(Pointing dataset excerpts)
::::

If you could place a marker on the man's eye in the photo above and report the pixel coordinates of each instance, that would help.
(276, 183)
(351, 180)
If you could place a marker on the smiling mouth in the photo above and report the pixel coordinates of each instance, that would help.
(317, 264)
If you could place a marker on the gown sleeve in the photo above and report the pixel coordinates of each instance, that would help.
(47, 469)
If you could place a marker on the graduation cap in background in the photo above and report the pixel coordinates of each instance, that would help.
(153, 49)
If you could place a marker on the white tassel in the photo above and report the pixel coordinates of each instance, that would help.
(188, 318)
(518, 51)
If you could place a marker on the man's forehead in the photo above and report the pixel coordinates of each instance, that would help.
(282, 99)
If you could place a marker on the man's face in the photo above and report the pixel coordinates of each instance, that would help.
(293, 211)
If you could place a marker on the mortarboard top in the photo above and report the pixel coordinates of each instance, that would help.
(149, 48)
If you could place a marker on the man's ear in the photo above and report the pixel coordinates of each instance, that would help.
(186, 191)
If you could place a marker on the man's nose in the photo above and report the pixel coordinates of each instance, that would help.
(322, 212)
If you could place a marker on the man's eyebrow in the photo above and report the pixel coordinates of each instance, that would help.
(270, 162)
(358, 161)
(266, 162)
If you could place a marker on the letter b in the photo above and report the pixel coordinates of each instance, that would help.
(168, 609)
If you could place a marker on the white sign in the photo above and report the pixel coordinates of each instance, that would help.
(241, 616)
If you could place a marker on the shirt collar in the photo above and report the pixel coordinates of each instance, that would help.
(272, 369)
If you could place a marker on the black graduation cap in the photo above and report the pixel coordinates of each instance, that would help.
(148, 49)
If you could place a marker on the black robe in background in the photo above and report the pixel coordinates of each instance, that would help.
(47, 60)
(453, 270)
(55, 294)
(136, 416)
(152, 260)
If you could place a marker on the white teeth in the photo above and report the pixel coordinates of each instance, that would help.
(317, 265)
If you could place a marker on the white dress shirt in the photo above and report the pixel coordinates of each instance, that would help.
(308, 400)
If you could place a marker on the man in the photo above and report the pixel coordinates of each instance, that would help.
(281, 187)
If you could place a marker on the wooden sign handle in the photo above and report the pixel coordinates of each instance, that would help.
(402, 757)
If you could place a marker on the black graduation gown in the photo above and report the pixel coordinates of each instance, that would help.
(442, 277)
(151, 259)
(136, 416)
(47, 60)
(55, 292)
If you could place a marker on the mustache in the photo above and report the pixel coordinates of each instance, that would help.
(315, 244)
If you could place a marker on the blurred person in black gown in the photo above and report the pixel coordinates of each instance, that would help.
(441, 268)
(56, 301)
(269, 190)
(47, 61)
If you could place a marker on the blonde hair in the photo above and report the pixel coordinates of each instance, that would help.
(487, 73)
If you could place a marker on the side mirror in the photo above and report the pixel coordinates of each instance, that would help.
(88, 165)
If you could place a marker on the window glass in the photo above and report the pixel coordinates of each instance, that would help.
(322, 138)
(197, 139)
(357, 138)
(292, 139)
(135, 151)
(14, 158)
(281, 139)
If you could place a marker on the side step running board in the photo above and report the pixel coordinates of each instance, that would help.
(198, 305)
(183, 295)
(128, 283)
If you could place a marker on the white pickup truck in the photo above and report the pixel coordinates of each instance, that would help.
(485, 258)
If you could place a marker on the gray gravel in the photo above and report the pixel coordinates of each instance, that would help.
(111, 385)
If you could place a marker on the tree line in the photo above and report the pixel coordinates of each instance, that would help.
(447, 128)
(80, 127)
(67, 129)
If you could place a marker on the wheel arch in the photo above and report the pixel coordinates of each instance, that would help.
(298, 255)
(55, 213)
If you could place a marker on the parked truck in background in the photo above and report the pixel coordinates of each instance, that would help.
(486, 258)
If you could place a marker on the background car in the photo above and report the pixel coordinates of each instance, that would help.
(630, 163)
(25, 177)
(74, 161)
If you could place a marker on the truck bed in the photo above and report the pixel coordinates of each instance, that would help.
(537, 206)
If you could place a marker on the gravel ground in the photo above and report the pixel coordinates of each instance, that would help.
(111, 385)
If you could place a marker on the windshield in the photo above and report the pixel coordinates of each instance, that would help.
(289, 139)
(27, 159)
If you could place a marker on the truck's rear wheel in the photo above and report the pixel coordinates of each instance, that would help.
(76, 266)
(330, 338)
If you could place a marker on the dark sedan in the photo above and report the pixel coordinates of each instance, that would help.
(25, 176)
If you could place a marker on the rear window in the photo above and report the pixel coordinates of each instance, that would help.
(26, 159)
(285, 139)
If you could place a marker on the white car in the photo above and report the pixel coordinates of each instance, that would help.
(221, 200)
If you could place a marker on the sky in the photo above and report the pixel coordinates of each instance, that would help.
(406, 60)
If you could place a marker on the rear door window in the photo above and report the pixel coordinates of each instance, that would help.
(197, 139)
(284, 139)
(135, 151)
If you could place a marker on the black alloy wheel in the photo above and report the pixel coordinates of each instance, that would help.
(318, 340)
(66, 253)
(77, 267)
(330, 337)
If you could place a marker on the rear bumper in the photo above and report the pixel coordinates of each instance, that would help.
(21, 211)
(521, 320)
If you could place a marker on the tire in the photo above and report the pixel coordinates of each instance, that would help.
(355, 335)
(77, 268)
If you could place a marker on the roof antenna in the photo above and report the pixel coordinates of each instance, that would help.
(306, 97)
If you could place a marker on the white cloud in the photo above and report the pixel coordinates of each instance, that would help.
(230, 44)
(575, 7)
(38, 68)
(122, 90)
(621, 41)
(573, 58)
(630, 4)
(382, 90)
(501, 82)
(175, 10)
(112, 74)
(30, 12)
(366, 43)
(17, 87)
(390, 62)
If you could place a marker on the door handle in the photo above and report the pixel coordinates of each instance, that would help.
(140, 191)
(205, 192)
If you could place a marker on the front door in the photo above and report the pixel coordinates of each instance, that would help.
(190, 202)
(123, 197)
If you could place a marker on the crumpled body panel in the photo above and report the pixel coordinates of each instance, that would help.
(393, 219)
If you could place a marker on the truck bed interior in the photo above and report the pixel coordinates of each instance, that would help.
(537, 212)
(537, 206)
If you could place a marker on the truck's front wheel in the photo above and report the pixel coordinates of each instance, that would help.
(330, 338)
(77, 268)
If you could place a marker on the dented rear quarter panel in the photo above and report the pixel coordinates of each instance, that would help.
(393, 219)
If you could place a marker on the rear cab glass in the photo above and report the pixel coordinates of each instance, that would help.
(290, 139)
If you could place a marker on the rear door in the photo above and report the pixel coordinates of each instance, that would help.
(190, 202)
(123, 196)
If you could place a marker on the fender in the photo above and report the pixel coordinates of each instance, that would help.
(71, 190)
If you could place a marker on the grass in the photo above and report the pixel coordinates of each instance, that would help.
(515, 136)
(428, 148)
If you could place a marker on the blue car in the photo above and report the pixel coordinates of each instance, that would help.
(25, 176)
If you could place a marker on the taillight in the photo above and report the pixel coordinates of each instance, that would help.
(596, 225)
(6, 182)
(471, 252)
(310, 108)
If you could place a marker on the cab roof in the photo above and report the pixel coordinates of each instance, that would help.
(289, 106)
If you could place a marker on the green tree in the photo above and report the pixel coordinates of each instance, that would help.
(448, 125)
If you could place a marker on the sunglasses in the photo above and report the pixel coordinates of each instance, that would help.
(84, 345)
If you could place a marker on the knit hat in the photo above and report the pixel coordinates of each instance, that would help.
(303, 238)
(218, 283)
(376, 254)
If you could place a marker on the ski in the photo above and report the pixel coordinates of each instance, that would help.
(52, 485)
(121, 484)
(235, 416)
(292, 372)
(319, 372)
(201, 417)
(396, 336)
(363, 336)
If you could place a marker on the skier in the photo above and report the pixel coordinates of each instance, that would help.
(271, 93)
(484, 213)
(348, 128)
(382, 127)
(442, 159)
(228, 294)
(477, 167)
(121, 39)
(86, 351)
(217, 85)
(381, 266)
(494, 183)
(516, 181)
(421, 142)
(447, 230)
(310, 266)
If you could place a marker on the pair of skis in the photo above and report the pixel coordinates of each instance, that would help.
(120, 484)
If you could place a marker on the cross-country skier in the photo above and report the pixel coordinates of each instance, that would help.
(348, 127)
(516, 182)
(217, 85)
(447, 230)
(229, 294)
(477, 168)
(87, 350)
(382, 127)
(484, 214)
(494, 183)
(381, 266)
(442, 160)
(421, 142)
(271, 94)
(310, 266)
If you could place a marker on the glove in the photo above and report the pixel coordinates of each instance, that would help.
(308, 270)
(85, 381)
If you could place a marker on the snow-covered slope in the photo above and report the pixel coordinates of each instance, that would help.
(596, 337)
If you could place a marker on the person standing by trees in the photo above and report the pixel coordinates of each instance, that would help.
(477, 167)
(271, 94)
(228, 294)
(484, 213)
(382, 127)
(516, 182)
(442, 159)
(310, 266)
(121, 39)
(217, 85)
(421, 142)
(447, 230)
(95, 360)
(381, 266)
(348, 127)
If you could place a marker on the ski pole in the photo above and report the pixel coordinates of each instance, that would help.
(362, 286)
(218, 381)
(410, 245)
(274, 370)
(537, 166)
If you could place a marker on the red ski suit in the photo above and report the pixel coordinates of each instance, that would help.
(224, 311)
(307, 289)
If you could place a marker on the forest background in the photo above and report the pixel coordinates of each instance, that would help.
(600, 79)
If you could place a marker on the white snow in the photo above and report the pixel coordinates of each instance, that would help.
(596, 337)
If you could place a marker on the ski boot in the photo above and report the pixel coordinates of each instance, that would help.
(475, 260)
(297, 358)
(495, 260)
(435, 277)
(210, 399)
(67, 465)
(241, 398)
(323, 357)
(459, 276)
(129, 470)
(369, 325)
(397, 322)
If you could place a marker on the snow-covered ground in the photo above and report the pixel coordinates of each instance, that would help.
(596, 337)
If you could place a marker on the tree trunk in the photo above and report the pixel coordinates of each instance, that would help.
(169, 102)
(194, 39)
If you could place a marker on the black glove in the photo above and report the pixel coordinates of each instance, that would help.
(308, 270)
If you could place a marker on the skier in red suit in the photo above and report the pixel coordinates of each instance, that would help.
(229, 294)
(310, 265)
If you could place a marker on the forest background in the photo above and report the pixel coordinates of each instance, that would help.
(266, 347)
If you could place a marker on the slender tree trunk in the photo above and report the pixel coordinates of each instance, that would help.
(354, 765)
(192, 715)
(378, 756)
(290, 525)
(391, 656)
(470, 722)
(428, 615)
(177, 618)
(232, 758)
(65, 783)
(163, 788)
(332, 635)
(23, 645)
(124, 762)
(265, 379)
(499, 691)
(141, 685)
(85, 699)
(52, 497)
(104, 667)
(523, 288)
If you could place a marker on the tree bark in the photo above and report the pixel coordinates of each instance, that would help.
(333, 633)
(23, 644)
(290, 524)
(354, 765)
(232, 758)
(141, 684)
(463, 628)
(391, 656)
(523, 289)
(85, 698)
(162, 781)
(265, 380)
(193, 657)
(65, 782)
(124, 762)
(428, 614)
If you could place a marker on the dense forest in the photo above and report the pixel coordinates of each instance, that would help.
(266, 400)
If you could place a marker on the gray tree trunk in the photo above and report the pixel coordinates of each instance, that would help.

::::

| STATED PROBLEM |
Copy out exactly the lines between the line with "If you could place a marker on the tree bark" and the last line of the entries, counting both of those lines.

| RESPONSE |
If you could place a marker on the tree bark in the photo above and report the pixel coordinates of each instance, that would help.
(333, 633)
(23, 644)
(290, 524)
(354, 765)
(232, 758)
(141, 684)
(463, 628)
(391, 656)
(523, 289)
(85, 698)
(162, 781)
(265, 380)
(193, 657)
(65, 782)
(124, 762)
(428, 614)
If you could place a marker on the dense forest in the photo above and report the pixel coordinates of each instance, that would help.
(266, 400)
If you could place a marker on the gray tree trunk in the photo above and report the pixel coordinates of each instance, that would help.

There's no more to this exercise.